Aim
Output as a numbered list the lines of the data starting at the line that contains "man in black" and ending at the last line of the data, with blank lines omitted.

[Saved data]
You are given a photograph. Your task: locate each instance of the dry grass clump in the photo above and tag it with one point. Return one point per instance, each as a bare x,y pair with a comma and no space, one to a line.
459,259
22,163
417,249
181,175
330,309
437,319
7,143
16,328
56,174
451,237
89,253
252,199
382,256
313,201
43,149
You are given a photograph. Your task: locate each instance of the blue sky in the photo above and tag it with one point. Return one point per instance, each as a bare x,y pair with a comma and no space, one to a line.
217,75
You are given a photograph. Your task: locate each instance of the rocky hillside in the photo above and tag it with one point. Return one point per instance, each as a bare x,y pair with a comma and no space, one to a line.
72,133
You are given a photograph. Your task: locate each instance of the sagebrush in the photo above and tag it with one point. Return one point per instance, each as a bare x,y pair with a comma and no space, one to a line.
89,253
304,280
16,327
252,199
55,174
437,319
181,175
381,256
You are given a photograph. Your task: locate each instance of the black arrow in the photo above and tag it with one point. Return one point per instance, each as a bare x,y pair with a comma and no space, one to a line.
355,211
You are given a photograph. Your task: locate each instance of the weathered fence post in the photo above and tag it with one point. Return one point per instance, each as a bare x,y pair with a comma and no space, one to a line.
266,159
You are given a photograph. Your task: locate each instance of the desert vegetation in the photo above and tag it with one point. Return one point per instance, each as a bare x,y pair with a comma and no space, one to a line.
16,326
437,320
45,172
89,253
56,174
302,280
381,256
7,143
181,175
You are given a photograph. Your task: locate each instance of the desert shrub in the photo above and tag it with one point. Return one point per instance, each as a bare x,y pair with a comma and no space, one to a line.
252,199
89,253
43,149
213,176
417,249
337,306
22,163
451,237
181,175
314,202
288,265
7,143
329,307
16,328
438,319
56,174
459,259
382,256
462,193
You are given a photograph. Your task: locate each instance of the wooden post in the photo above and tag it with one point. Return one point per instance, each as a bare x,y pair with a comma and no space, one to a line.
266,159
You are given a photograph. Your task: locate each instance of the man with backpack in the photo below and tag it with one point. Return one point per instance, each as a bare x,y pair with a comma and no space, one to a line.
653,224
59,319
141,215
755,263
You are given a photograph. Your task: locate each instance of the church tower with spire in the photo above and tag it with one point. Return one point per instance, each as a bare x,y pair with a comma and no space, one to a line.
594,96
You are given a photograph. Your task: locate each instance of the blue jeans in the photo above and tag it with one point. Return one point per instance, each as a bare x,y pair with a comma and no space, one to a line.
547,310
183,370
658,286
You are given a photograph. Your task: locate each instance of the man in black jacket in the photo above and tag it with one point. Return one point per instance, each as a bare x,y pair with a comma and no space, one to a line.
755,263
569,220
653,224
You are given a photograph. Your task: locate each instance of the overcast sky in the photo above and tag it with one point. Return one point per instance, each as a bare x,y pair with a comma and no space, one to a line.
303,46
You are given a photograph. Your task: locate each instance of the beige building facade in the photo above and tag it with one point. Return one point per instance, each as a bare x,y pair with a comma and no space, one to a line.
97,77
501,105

The completed task
1. You are given a photograph. Your task: locate each instance of the man in black jacket in the photo above and tag it with one point. Return one point per instance, each as a bare x,y pair with a comma and no space, one to a line.
2. 755,263
3. 569,220
4. 653,224
5. You are given a photograph. Your task: locate each instance of the overcast sky in the photo above and tag it with one point. Return one point per instance, each as a bare x,y pair with a comma and no space, one to a line.
6. 303,46
7. You are given a photograph. Your task: locate each instance of the beige building facade in the photo above and tag it with one point. Return one point per instance, each as a bare x,y pair with a comma and no space, one to a line.
8. 97,77
9. 501,105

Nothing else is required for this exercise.